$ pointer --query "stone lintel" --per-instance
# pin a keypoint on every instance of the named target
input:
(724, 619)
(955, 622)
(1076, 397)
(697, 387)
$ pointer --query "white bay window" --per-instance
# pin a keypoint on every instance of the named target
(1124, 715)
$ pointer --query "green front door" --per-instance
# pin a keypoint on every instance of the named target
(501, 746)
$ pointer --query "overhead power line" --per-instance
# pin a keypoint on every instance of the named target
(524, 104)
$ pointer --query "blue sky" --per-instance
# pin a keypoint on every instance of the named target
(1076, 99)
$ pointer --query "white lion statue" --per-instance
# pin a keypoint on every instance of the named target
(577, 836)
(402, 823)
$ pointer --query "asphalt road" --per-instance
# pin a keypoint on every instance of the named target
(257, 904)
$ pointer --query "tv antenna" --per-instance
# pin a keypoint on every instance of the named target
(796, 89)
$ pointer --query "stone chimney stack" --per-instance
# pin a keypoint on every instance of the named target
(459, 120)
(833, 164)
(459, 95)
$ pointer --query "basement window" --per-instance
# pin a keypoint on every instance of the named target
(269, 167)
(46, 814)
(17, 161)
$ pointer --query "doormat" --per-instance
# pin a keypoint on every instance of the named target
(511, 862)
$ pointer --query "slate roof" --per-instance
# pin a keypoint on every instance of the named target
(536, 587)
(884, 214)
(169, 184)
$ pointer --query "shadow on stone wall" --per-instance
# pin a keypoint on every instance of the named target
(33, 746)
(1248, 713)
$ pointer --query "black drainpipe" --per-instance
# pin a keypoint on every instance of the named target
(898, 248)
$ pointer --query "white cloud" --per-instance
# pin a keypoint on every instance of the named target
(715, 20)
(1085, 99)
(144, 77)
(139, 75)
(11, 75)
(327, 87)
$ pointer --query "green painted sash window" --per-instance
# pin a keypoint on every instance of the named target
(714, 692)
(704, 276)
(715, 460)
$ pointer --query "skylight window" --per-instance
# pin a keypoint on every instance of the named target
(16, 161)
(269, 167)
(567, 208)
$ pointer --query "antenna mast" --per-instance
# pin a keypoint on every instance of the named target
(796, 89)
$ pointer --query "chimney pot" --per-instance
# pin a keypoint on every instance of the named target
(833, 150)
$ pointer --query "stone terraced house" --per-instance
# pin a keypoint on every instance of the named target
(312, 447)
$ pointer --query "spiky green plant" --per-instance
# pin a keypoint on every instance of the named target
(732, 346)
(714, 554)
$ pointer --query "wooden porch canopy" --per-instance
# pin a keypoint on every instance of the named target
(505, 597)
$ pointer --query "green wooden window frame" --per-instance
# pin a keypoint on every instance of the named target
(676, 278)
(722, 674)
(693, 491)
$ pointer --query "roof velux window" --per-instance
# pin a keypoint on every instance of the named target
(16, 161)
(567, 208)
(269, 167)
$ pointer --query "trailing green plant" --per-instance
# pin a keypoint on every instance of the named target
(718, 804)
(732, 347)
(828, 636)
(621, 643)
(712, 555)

•••

**EXERCISE INSTRUCTIONS:**
Recast every line of the items above as a Markdown table with the columns Row and Line. Number the rows in order and leave out blank lines.

**CORRECT RESPONSE:**
| Row | Line |
|---|---|
| 1 | $ pointer --query "stone lintel" --per-instance |
| 2 | # pin a keypoint on every instance of the named target |
| 3 | input: |
| 4 | (724, 619) |
| 5 | (955, 622) |
| 6 | (1076, 397) |
| 7 | (697, 387) |
| 8 | $ pointer --query "white bay window" --per-instance |
| 9 | # pin a keypoint on every instance of the named target |
| 10 | (1124, 715) |
| 11 | $ pointer --query "green front door" --per-instance |
| 12 | # pin a keypoint on every instance of the named target |
| 13 | (501, 746) |
| 14 | $ pointer --query "overhead power line" --per-instance |
| 15 | # pin a keypoint on every instance of the named target |
| 16 | (524, 104) |
| 17 | $ pointer --query "blue sky" --per-instance |
| 18 | # pin a keypoint on every instance of the named target |
| 19 | (1076, 99) |
| 20 | $ pointer --query "white lion statue" --per-instance |
| 21 | # pin a keypoint on every instance of the named target |
| 22 | (577, 836) |
| 23 | (402, 823) |
| 24 | $ pointer --query "asphalt road" --per-instance |
| 25 | # pin a keypoint on every instance of the named target |
| 26 | (257, 904) |
| 27 | $ pointer --query "tv antenna" --per-instance |
| 28 | # pin a keypoint on every instance of the named target |
| 29 | (796, 89) |
| 30 | $ pointer --query "stone chimney stack" --per-instance |
| 31 | # pin a keypoint on every instance of the named target |
| 32 | (459, 120) |
| 33 | (833, 164) |
| 34 | (459, 95) |
| 35 | $ pointer --query "basement window" --per-instance |
| 36 | # pin a keypoint on every instance of the named target |
| 37 | (269, 167) |
| 38 | (46, 814) |
| 39 | (17, 161) |
| 40 | $ pointer --query "doormat" --per-instance |
| 41 | # pin a keypoint on every instance of the named target |
| 42 | (511, 862) |
| 43 | $ pointer --query "slate roof" --per-instance |
| 44 | # pin a keypoint on every instance of the named target |
| 45 | (536, 587) |
| 46 | (884, 214) |
| 47 | (169, 184) |
| 48 | $ pointer --query "shadow on stone wall" --per-instance |
| 49 | # pin a keypoint on every instance of the named target |
| 50 | (33, 746) |
| 51 | (1248, 713) |
| 52 | $ pointer --query "black drainpipe" --per-instance |
| 53 | # pin a keypoint on every instance of the named target |
| 54 | (898, 248) |
| 55 | $ pointer --query "white cloud" --per-instance |
| 56 | # pin a keypoint on every instance of the named target |
| 57 | (715, 20) |
| 58 | (1085, 99) |
| 59 | (144, 77) |
| 60 | (139, 75) |
| 61 | (11, 75) |
| 62 | (327, 87) |
| 63 | $ pointer --query "green painted sash window" --per-instance |
| 64 | # pin a keypoint on every instance of the named target |
| 65 | (714, 692) |
| 66 | (704, 276) |
| 67 | (715, 460) |
| 68 | $ pointer --query "skylight window" --per-instance |
| 69 | # pin a keypoint on every instance of the named target |
| 70 | (16, 161) |
| 71 | (269, 167) |
| 72 | (567, 208) |
| 73 | $ pointer --query "antenna mast" --per-instance |
| 74 | # pin a keypoint on every instance of the named target |
| 75 | (796, 89) |
| 76 | $ pointer --query "chimney pot" --per-instance |
| 77 | # pin a keypoint on every instance of the named target |
| 78 | (833, 150) |
| 79 | $ pointer --query "stone terraced house" --per-instance |
| 80 | # pin a keypoint on every instance of the named target |
| 81 | (312, 447) |
| 82 | $ pointer --query "spiky green plant" --per-instance |
| 83 | # pin a keypoint on every instance of the named target |
| 84 | (732, 346) |
| 85 | (714, 554) |
| 86 | $ pointer --query "wooden porch canopy" --per-instance |
| 87 | # pin a keypoint on every instance of the named target |
| 88 | (505, 597) |
| 89 | $ pointer --query "green wooden window frame" --per-instance |
| 90 | # pin a keypoint on every instance of the named target |
| 91 | (676, 278) |
| 92 | (722, 674) |
| 93 | (693, 491) |
| 94 | $ pointer --query "roof velux window" --per-instance |
| 95 | # pin a keypoint on every instance of the named target |
| 96 | (16, 161) |
| 97 | (567, 208) |
| 98 | (269, 167) |
| 99 | $ pointer --query "trailing green plant" --per-instance |
| 100 | # pin a keypoint on every instance of the named target |
| 101 | (718, 804) |
| 102 | (732, 347) |
| 103 | (828, 636) |
| 104 | (621, 643) |
| 105 | (712, 555) |